### Directions
Find the line in the entries below that contains "Target: blurred background". Repeat it exactly, and every line after it through the line that contains "Mark each instance of the bird's tail".

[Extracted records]
__________
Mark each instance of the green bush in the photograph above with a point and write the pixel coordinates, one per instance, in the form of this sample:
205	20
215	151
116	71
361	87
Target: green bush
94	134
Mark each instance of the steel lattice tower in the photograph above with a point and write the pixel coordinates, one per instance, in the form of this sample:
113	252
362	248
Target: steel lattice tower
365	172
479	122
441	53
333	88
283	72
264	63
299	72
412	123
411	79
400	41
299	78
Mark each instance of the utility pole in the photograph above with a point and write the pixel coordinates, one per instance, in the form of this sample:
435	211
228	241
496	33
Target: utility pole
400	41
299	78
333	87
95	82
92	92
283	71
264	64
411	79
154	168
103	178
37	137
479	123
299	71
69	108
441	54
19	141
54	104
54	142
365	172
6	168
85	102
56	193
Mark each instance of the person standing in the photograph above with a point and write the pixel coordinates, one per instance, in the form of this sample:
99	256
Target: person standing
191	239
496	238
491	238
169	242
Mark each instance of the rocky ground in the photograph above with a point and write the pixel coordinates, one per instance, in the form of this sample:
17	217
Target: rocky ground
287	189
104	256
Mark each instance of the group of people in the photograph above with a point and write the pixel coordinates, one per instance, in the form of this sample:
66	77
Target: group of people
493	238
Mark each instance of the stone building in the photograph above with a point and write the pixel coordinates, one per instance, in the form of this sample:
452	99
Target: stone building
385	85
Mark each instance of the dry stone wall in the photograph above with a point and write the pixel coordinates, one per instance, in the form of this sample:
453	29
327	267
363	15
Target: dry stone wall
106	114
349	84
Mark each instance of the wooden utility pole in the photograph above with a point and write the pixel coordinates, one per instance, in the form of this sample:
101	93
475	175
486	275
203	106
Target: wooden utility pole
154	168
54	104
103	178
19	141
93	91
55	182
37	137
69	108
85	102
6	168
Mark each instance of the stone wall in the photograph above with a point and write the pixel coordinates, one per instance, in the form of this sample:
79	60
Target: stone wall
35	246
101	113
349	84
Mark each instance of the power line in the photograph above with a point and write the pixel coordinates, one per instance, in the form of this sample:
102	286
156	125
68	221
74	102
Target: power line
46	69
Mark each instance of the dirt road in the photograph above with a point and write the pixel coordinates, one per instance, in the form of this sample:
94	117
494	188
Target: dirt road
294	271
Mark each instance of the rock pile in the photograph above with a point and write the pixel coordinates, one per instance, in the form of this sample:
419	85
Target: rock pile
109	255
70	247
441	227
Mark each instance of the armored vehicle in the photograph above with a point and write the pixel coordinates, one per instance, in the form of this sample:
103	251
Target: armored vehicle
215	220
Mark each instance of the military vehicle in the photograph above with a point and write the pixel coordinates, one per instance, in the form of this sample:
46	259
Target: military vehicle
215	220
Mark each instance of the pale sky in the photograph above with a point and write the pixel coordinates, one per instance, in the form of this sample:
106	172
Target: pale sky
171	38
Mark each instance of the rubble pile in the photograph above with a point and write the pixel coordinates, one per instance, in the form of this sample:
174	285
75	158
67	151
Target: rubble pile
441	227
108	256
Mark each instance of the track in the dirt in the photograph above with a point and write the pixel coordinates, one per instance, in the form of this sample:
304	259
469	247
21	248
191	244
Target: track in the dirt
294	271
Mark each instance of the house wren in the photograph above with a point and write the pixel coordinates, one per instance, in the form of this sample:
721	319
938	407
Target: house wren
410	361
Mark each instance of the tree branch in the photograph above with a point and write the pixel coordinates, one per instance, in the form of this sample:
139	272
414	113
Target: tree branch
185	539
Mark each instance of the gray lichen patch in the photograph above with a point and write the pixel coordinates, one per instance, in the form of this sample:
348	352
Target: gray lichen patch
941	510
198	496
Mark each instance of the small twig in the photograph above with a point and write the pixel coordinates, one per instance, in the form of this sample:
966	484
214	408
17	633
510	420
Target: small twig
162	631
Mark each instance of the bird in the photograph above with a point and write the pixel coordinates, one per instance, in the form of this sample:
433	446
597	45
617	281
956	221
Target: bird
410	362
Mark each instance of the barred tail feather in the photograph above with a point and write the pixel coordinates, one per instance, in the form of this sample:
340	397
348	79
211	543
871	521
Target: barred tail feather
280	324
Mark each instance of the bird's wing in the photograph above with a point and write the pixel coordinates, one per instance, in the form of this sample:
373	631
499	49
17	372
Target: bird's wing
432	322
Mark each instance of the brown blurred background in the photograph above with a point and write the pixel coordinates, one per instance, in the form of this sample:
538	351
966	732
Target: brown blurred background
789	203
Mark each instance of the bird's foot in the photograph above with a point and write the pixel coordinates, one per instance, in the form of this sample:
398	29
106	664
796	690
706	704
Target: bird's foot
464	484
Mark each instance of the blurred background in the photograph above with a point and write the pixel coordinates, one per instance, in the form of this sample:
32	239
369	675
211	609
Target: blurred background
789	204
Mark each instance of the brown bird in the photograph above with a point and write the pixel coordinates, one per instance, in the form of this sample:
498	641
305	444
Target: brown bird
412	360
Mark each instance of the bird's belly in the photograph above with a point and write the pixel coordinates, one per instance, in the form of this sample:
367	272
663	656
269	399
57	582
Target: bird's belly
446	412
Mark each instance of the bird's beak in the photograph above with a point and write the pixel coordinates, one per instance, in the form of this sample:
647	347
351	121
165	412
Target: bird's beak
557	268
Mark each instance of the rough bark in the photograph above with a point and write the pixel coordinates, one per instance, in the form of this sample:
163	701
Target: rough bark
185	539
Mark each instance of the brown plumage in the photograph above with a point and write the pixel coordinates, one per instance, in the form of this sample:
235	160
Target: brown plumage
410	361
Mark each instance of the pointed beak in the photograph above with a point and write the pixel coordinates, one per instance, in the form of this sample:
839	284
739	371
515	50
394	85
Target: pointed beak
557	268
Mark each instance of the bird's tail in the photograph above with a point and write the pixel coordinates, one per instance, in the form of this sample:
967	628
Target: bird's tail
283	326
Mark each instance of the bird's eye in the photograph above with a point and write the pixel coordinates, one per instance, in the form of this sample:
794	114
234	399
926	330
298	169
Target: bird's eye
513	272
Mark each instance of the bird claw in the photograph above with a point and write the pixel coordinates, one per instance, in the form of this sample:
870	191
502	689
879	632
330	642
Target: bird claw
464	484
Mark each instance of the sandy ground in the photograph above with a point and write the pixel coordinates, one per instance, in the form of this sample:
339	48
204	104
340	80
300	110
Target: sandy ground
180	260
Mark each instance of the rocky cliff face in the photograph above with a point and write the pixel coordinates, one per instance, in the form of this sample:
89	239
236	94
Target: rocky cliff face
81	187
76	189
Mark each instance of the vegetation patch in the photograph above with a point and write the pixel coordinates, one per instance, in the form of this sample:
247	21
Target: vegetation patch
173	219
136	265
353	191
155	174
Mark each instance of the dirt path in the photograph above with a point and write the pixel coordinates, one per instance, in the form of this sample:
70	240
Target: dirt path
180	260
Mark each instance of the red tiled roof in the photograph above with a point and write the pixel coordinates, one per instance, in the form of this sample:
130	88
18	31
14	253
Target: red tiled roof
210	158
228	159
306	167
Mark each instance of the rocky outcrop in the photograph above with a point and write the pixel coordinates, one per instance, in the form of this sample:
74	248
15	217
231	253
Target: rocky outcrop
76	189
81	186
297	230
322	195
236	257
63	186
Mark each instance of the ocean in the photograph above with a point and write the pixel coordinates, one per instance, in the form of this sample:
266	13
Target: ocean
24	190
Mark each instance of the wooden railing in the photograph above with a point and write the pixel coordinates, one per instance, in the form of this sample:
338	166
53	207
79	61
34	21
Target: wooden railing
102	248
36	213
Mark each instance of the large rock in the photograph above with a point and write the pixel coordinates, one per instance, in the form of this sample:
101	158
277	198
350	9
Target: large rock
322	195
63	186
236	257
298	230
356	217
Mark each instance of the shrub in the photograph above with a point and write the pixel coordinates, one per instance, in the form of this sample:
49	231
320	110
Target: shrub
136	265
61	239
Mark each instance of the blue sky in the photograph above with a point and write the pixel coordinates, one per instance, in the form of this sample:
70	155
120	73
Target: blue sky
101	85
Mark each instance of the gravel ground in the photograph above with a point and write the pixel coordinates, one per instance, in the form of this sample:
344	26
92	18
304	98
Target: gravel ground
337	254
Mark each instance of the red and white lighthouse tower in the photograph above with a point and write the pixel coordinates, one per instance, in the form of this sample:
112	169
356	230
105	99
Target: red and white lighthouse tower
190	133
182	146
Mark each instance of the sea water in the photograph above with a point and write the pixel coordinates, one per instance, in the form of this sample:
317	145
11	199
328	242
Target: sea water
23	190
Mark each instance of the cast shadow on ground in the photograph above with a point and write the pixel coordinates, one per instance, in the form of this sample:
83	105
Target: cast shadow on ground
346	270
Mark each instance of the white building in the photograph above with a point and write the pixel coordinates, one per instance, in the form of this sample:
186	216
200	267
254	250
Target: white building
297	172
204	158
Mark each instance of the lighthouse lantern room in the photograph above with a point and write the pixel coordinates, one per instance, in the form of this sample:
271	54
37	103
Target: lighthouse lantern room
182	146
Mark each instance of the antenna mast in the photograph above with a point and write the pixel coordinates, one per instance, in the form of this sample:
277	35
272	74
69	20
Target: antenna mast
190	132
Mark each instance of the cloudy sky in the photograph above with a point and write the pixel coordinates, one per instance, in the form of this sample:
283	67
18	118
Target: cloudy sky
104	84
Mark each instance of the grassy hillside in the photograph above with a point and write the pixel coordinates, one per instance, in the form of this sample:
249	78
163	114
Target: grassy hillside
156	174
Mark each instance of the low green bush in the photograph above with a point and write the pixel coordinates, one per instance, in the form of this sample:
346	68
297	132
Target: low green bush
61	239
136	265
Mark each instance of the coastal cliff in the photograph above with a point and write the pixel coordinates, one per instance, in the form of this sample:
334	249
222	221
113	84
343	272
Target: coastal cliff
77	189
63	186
__________
### Response for this exercise
Target: blurred background
789	204
Mark each instance of the brown bird in the photograph above with a point and write the pixel coordinates, one per instance, in the form of this sample:
498	641
305	444
Target: brown bird
412	360
Mark each instance of the bird's belly in the photograph above with a point and write the pixel coordinates, one per instance, in the form of this sample:
367	272
663	656
269	399
57	582
Target: bird's belly
446	412
Mark each instance of the bird's beak in the photograph above with a point and write the pixel coordinates, one per instance, in the form of this sample:
647	347
351	121
165	412
Target: bird's beak
557	268
Mark each instance of the rough bark in the photograph above with a point and write the pixel coordinates, one per instance, in the form of this sample:
163	701
Target: rough bark
185	539
Mark each instance of the brown plumage in the photograph above with a point and write the pixel coordinates, one per instance, in the form of this sample:
235	160
Target: brown plumage
410	361
Mark each instance of the pointed beak in the photograph above with a point and write the pixel coordinates, one per instance, in the form of this sample:
839	284
739	371
515	50
394	85
Target: pointed beak
557	268
Mark each instance of the bird's tail in the photograph above with a point and write the pixel coordinates, one per instance, in the form of this sample:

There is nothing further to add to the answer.